CHALLENGE 1:
From the post on public records access in the Inland Empire, list every organization, publication, and law identified by its full proper name.
CHALLENGE 2:
Resume the post on public records access in the Inland Empire, picking up after its final sentence.

READING TEXT:
Friday, January 12, 2007

Not making the grade: Public records access in the Inland Empire

(part of an occasional series)


I received a good laugh today after reading an article printed in the Press Enterprise. It appears that there was a state-wide audit of law enforcement agencies in terms of whether or not they provided public records and criminal statistical information to the public and many of those agencies didn't make the grade which isn't exactly news. Let's just say it was less of a surprise than the snow showers that appeared this morning.

How Inland law enforcement agencies fared


It seems that the majority of law enforcement agencies in the Inland Empire didn't do so well. Most of them received failing grades, and the Riverside Police Department received a D+.

These grades should be disturbing because one way to tell the overall health of a police department is by how accessible information regarding its operations is for the public and how transparent its processes are. The fact that so many Inland Empire law enforcement agencies received such low grades is very disappointing, although not all that surprising.

(excerpt)

Emily Francke, executive director of Californians Aware, said the findings highlight the hurdles that everyday citizens encounter when trying to obtain information from law-enforcement agencies.

Francke said the results reflect a "combination of culture and environment" and a lack of training on the California Public Records Act. The law was enacted by the state Legislature in 1968 to ensure public access to vital information about how state and local governments conduct business.





Francke may be right about the lack of training that is given on the CPRA act in law enforcement agencies especially at the level involving the employees who actually intake the requests on behalf of their law enforcement agencies but often there's an attitude involved as well about not wanting the public to know what it is that the law enforcement agency is doing. That comes from much higher up.

The Riverside Police Department either did not respond to the audit or if it did, it wasn't included in the news article. Hopefully, it will issue a formal response to the audit soon and explain its rather poor performance in this area as stated, because a D+ is just not an acceptable grade for a post-stipulated judgement, nationally reknowned law enforcement agency. I'm fairly sure that whoever trademarked the "best of the best" slogan had envisioned a grade that was somewhat higher than a D+.

RECORDED INFORMATION:
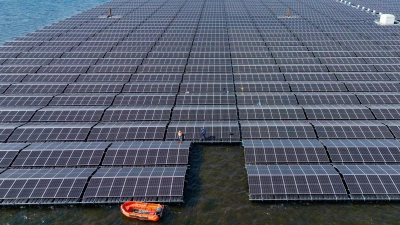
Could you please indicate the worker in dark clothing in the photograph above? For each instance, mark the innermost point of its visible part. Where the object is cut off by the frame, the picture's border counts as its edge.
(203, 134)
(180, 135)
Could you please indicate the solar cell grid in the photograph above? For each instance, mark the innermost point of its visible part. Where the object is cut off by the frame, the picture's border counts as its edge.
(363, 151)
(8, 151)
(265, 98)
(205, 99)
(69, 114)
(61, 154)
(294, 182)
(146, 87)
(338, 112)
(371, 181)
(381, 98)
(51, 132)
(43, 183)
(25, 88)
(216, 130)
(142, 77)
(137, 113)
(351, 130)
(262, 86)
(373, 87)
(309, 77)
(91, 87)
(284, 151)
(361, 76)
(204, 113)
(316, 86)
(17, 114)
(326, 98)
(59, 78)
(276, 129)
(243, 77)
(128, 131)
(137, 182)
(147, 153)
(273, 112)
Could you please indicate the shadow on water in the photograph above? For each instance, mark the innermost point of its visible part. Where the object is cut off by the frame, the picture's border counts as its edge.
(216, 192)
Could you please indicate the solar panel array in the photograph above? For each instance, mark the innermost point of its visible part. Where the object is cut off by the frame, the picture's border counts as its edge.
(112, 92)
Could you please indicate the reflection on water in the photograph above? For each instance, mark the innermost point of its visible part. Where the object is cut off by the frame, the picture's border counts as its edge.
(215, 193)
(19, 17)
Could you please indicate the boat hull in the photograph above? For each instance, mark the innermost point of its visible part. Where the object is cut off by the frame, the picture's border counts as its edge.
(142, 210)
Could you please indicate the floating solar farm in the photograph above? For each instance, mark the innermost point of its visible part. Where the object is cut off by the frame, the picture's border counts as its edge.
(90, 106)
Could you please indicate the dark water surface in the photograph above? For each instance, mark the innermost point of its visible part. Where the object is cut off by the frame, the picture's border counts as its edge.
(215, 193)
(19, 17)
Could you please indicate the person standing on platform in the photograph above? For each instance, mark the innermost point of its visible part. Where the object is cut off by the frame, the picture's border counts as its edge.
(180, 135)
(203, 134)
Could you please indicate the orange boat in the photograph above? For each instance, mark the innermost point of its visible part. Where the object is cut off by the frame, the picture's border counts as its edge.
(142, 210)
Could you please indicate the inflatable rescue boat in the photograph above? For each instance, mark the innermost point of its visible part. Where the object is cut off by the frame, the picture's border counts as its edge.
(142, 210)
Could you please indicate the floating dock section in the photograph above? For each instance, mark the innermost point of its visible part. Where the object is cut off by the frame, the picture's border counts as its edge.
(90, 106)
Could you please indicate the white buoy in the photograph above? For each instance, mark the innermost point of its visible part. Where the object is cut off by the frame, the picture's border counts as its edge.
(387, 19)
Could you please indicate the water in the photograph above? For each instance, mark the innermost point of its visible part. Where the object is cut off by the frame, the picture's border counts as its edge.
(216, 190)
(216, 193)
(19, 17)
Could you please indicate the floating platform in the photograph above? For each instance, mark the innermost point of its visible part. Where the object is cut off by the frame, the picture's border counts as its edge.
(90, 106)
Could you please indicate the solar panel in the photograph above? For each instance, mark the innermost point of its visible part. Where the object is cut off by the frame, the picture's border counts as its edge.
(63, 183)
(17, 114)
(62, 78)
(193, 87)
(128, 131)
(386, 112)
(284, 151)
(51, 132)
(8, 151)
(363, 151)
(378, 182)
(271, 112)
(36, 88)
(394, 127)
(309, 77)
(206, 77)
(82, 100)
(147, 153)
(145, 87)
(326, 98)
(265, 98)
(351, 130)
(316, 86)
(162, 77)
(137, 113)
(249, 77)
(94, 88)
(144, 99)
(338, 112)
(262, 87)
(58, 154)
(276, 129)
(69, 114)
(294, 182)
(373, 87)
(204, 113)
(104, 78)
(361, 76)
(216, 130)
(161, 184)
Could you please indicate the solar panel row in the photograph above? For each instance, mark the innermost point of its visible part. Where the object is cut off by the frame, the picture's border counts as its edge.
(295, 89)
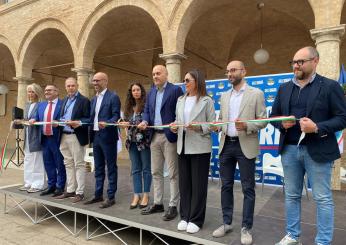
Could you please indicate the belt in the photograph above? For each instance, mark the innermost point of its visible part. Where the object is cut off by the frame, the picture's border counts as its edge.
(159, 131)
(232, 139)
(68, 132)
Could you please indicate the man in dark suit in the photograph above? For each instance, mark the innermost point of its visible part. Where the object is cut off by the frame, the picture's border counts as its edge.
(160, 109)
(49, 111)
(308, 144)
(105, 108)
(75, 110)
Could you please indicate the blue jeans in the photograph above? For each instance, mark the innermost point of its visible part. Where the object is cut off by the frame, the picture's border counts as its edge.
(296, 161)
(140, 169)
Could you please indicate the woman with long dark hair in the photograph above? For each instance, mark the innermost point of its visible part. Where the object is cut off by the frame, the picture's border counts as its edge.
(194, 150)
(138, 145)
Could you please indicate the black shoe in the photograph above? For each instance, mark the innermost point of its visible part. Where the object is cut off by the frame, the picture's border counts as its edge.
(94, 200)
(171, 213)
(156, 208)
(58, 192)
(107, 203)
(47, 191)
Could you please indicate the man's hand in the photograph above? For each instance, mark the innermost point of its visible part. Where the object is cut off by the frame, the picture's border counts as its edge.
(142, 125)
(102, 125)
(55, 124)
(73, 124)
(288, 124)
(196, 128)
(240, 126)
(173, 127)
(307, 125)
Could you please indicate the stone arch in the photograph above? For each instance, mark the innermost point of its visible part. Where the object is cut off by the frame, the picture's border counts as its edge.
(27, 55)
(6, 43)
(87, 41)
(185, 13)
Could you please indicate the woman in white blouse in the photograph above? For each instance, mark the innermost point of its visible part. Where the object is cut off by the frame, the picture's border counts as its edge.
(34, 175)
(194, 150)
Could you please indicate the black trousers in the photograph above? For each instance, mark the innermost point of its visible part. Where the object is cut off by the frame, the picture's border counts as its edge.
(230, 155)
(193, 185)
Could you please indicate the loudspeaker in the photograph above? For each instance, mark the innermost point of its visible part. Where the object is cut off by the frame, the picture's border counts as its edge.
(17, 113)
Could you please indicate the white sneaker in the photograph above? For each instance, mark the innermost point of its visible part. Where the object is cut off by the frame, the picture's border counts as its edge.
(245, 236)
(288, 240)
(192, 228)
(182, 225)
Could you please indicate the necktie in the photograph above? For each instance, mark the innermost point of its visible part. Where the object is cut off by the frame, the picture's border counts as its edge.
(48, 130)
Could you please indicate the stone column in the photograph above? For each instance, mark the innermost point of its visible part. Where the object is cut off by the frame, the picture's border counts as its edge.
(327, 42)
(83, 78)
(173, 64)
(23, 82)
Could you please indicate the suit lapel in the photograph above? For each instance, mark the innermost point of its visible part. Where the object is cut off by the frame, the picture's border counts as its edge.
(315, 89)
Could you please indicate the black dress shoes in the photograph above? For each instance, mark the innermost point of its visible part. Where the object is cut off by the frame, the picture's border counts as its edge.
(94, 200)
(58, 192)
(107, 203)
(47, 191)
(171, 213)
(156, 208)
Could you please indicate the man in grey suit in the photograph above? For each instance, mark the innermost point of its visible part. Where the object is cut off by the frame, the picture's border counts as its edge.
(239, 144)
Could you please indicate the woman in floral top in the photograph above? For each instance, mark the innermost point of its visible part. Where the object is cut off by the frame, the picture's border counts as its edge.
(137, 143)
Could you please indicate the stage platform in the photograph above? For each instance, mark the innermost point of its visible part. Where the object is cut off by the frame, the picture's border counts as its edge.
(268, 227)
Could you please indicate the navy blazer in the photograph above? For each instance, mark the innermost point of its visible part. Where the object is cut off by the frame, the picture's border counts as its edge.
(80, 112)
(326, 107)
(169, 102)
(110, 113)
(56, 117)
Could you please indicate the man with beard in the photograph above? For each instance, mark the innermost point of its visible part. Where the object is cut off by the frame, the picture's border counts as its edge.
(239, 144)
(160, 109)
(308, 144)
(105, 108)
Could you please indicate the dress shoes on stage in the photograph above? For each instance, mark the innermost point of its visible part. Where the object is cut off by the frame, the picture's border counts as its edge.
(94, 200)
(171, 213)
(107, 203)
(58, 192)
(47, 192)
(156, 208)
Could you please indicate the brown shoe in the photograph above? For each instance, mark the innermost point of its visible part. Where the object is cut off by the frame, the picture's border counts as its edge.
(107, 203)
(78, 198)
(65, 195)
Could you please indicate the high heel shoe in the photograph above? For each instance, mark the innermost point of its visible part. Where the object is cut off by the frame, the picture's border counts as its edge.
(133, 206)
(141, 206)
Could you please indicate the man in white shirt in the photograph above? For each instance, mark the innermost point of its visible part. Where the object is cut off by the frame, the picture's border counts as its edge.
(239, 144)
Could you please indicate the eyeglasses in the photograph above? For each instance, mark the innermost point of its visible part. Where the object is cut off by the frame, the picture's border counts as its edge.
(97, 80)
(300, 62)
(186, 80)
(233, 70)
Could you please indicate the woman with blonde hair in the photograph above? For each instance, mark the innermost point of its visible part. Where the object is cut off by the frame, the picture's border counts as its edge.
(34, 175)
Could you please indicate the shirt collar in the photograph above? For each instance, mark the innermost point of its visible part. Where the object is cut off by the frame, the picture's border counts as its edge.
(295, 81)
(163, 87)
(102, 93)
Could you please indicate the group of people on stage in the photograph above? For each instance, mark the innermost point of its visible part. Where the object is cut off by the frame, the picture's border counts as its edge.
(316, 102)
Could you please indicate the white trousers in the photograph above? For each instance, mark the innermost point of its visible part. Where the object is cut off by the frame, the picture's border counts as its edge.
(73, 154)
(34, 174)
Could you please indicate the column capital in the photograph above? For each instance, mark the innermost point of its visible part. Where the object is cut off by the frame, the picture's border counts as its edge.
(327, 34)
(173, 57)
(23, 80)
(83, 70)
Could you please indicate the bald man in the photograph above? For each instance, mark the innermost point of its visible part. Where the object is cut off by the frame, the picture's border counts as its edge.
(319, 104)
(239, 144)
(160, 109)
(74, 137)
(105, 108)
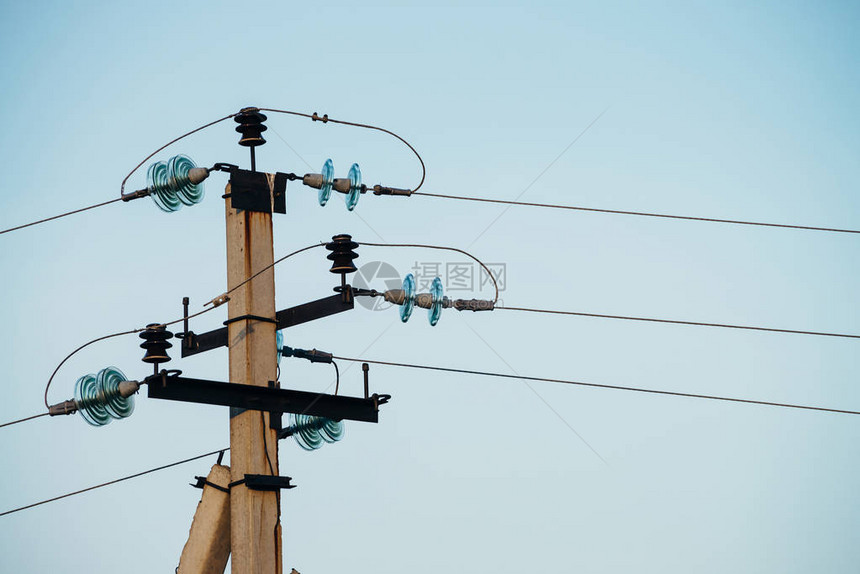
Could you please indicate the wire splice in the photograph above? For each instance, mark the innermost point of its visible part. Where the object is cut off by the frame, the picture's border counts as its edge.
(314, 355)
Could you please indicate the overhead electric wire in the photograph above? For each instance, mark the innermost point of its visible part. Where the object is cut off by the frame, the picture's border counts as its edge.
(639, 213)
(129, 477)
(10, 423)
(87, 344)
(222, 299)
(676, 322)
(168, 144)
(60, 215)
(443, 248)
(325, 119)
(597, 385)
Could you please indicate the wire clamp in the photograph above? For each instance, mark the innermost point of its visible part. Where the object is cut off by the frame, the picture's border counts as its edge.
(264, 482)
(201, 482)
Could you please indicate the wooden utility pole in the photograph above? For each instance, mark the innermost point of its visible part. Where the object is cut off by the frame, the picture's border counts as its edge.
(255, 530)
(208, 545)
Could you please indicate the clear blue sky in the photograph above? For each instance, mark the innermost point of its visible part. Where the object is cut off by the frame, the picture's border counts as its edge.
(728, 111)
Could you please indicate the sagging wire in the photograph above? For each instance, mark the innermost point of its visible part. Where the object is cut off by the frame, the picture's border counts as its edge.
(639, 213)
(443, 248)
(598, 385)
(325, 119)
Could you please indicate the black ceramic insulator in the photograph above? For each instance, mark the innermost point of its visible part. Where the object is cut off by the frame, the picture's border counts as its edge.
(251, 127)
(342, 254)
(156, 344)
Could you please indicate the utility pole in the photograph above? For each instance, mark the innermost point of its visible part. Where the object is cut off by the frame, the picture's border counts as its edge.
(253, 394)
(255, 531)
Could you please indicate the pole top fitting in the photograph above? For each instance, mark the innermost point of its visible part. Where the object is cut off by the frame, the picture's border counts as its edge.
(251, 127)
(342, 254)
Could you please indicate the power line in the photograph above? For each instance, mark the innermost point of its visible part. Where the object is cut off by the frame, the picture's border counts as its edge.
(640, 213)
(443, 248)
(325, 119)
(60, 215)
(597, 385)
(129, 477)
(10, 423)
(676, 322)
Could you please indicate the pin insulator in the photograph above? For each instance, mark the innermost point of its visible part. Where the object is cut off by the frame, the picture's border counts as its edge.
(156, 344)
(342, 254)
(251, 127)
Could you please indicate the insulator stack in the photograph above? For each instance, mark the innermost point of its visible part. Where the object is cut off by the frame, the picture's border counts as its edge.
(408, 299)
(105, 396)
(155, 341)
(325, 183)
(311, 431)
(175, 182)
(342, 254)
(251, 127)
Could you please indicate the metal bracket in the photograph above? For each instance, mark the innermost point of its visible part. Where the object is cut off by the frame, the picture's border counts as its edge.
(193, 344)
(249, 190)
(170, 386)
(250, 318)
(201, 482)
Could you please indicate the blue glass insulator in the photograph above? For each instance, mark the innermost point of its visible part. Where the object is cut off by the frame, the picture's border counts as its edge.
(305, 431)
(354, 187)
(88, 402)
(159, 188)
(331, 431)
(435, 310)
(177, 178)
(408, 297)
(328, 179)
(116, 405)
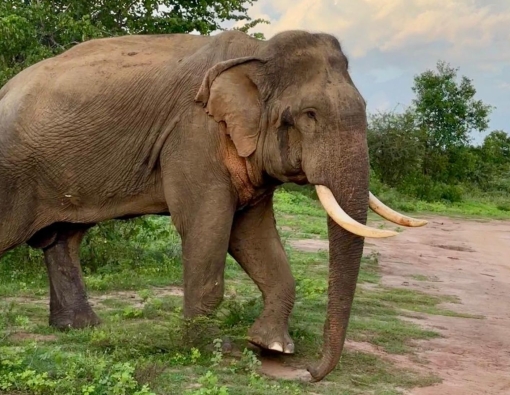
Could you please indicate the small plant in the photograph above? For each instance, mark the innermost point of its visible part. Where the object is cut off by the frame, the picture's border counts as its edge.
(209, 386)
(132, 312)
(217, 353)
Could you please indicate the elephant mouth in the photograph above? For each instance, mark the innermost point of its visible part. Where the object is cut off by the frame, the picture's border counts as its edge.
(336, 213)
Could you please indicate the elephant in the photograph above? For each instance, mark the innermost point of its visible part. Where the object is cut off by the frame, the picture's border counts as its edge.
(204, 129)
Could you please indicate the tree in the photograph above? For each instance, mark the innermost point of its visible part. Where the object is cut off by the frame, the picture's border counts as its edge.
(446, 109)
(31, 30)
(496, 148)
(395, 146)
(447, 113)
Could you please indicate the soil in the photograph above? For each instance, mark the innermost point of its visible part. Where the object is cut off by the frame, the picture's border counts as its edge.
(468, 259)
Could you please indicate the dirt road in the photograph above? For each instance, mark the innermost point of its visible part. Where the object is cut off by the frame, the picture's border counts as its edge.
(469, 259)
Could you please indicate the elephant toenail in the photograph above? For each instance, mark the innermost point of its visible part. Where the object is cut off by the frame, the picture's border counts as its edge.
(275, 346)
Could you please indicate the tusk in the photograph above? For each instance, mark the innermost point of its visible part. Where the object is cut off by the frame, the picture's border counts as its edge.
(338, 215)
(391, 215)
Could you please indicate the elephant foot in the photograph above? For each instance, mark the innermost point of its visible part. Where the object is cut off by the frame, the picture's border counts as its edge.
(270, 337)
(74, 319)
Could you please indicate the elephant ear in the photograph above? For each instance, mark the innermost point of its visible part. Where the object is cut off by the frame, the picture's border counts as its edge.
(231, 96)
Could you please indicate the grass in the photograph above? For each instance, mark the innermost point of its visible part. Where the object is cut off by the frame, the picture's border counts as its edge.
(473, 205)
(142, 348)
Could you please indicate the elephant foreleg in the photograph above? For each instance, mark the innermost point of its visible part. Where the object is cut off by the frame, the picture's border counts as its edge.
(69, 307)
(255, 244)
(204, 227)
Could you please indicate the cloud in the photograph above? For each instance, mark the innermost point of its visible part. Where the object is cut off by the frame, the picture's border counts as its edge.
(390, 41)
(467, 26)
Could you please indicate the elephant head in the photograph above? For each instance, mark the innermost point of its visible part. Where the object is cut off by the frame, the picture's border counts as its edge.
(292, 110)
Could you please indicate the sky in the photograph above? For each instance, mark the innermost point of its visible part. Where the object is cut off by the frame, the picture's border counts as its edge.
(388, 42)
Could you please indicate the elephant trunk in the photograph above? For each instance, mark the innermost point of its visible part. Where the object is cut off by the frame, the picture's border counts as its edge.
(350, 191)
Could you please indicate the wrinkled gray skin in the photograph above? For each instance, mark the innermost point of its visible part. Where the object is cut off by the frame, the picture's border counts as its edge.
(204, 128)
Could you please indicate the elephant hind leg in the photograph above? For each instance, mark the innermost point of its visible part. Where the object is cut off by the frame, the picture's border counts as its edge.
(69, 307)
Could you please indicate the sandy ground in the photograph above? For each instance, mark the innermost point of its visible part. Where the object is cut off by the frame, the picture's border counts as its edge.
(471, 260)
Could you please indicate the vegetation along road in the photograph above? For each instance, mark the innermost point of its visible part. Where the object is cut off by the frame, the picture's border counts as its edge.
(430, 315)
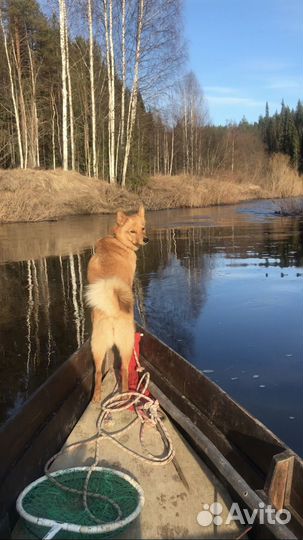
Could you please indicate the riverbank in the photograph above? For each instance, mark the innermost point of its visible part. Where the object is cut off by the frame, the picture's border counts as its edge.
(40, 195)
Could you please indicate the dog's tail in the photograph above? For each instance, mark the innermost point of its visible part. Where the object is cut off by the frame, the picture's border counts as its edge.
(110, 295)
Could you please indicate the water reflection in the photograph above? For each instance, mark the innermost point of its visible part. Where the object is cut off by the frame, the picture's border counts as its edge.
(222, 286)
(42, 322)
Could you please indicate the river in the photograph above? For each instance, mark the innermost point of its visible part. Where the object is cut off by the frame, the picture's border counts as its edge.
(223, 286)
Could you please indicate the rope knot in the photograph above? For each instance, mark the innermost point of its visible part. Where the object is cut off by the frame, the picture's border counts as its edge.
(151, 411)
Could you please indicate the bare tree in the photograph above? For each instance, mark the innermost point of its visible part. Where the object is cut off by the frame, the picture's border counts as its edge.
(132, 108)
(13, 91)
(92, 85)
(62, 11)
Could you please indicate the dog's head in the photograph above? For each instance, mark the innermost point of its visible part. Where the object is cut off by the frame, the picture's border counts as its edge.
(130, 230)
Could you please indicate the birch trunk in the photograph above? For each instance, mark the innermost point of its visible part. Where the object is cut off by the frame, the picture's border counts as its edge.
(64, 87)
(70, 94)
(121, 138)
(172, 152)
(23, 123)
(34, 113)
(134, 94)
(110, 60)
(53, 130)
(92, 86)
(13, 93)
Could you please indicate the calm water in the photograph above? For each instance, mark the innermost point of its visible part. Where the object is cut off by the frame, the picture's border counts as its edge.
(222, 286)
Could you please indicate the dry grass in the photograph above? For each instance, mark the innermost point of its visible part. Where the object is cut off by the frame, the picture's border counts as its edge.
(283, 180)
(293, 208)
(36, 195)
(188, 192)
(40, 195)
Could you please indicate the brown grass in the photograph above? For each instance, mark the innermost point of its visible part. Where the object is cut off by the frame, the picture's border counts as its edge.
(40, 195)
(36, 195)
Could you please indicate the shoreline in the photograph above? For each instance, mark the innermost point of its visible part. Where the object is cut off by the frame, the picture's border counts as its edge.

EXERCISE RESPONSE 1:
Press Enterprise; Californians Aware; Riverside Police Department; California Public Records Act

EXERCISE RESPONSE 2:
A D+ does not put a student on the honor roll. It's the kind of grade that can get you grounded for a while.




(excerpt)


HOW local law enforcement fared
Coordinated by Californians Aware, news organizations audited 216 police agencies to test their openness to public scrutiny. Here's how Inland agencies scored:


Redlands Police B

San Bernardino Police B

Murrieta Police B-

Beaumont Police B-

San Bernardino County Sheriff's Dept. C+

Riverside Police D+

Cathedral City Police F+

California Highway Patrol F

Colton Police F

Palm Springs Police F

Banning Police F-

Corona Police F-

Desert Hot Springs Police F-

Fontana Police F-

Hemet Police F-

Indio Police F-

Rialto Police F-

Riverside County
Sheriff's Department F-


Having spent a year watching in amazement and some bemusement as a former commander stonewalled my request for statistical information about the Riverside Police Department's Internal Affairs Division regarding its citizen complaints and internal investigations, each time saying that yes it was public information but the department just hadn't decided how to put it in document format, this news doesn't surprise me at all. He moved onto a better job at another law enforcement agency without having provided the information.

This information had been freely released by the department in the form of quarterly reports from 1999-2001, until the department suspended that operation claiming first that it wanted to rethink the number of times it released the report each year and then claiming later on that there was not much interest by the public in this information. I had originally been told by the department's management that it wasn't that it didn't want to release this statistical information which was clearly public and released by other agencies in the state, it was that City Attorney Gregory Priamos wouldn't allow it to do so, painting him as the villain in this piece.

Having listened to residents in several neighborhoods recently complain that their efforts to receive current crime statistics for their own neighborhood were thwarted by statements made by Riverside Police Department officers that this information was confidential. The department did not explain why this information was suddenly private, according to these individuals.

Hopefully, this audit will help rectify these situations and others, although that's not likely in the current environment in Riverside where the most public oversight of the police department has itself come under attack.

The audit was conducted by Californians Aware and its head, Richard P. McKee had an opinion piece published in the Press Enterprise.

Pugnacious Police

(excerpt)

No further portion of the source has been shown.